▸ READING TEXT:
=-=-=
What we are now seeing on the campuses illustrates this general principle perfectly. The nearly complete exclusion of one side has led to complete irrationality on the other. With almost no intellectual opponents remaining, campus radicals have lost the ability to engage with arguments and resort instead to the lazy alternative of name-calling: Opponents are all “fascists,” “racists” or “white supremacists.”

In a state of balance between the two sides, leadership flows naturally to those better able to make the case for their side against the other. That takes knowledge and skill. But when one side has the field to itself, leadership flows instead to those who make the most uncompromising and therefore intellectually least defensible case, one that rouses followers to enthusiasm but can’t stand up to scrutiny. Extremism and demagoguery win out. Physical violence is the endpoint of this intellectual decay—the stage at which academic thought and indeed higher education have ceased to exist.
=-=-=
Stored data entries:

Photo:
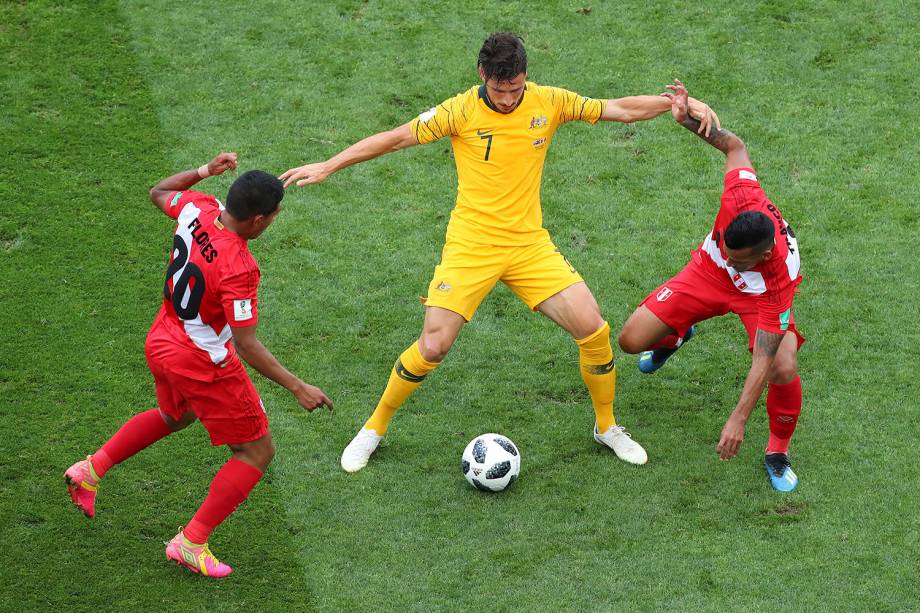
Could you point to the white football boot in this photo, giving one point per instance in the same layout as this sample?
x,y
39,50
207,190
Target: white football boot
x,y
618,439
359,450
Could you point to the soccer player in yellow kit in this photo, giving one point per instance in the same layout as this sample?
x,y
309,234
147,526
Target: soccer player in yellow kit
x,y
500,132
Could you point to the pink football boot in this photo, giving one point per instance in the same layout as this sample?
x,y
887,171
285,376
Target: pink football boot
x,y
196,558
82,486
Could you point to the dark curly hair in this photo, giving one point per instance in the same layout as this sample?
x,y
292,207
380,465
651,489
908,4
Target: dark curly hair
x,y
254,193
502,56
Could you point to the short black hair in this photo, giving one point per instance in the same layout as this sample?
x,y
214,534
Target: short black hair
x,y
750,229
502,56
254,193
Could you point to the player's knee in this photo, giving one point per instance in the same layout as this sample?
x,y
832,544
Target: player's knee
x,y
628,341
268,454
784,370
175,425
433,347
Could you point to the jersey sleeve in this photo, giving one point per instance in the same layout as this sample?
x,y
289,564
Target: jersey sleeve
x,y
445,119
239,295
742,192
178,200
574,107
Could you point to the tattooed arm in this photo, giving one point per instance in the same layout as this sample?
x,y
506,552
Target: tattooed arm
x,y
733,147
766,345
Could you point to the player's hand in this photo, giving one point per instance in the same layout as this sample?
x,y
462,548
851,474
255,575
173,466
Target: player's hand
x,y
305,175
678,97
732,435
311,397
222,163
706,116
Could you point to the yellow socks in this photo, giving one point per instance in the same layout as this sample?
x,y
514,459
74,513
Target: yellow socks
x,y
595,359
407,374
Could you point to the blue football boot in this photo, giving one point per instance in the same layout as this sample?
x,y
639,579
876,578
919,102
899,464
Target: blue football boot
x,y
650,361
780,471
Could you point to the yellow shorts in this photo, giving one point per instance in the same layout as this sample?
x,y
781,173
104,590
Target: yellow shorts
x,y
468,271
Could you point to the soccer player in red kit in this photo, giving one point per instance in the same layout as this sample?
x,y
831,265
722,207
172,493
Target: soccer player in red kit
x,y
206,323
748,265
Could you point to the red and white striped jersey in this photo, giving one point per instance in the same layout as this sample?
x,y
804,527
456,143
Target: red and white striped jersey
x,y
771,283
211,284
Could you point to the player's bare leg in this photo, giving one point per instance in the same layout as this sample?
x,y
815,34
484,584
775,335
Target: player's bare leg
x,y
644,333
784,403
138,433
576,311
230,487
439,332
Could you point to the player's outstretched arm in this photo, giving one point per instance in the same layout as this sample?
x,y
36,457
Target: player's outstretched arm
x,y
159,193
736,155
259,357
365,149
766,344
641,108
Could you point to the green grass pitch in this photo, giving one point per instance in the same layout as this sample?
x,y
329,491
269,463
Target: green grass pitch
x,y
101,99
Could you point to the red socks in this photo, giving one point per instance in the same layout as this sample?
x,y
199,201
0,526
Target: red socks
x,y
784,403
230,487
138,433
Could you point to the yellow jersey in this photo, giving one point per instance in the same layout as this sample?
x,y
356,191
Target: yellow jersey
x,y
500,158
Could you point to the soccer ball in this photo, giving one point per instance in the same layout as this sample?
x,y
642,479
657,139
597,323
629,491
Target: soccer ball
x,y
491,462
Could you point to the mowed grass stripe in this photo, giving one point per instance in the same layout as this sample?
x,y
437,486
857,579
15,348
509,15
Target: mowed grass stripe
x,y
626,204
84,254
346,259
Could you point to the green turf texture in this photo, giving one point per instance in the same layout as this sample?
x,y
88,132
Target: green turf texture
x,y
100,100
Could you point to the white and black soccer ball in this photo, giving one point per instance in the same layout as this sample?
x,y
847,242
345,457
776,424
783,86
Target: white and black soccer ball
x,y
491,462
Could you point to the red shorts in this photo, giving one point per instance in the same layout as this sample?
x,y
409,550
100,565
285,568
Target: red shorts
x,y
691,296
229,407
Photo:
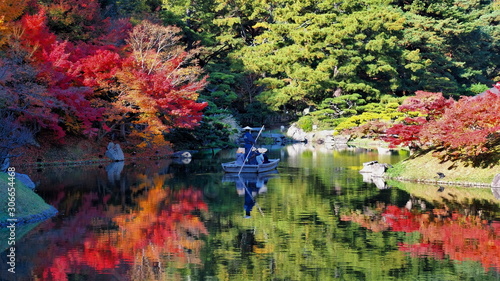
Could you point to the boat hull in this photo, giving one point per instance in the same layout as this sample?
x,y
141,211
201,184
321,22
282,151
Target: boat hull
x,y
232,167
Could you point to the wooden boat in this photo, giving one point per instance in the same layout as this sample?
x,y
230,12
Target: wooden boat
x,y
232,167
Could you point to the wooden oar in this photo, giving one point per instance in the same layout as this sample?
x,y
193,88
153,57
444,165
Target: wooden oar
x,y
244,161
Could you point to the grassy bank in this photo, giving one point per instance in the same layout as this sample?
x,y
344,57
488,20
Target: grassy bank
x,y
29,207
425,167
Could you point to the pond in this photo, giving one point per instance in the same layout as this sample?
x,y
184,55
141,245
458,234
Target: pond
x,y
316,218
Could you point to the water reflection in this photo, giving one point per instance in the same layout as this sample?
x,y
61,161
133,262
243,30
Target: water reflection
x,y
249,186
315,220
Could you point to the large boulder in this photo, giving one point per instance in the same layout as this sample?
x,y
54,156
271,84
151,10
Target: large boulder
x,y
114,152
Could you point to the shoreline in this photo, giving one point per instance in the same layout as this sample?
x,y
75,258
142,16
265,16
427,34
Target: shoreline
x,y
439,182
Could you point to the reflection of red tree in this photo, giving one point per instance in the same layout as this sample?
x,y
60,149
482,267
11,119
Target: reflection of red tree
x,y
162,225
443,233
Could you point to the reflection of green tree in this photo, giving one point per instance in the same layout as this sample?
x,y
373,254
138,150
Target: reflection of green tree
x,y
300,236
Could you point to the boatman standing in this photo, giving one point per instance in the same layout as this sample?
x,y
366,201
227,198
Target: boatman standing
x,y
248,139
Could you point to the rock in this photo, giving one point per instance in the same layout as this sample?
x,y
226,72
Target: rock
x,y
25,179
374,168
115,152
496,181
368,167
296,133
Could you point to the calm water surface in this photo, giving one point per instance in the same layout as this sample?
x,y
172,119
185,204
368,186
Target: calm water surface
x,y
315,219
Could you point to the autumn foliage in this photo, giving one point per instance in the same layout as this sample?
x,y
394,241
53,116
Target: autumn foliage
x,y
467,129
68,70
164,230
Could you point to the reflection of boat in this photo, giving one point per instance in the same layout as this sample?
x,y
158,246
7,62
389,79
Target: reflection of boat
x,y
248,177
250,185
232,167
=-=-=
Set down, word for word, the portion of the passage on campus radicalism above between "In a state of" and "ceased to exist.", inclusive.

In a state of balance between the two sides, leadership flows naturally to those better able to make the case for their side against the other. That takes knowledge and skill. But when one side has the field to itself, leadership flows instead to those who make the most uncompromising and therefore intellectually least defensible case, one that rouses followers to enthusiasm but can’t stand up to scrutiny. Extremism and demagoguery win out. Physical violence is the endpoint of this intellectual decay—the stage at which academic thought and indeed higher education have ceased to exist.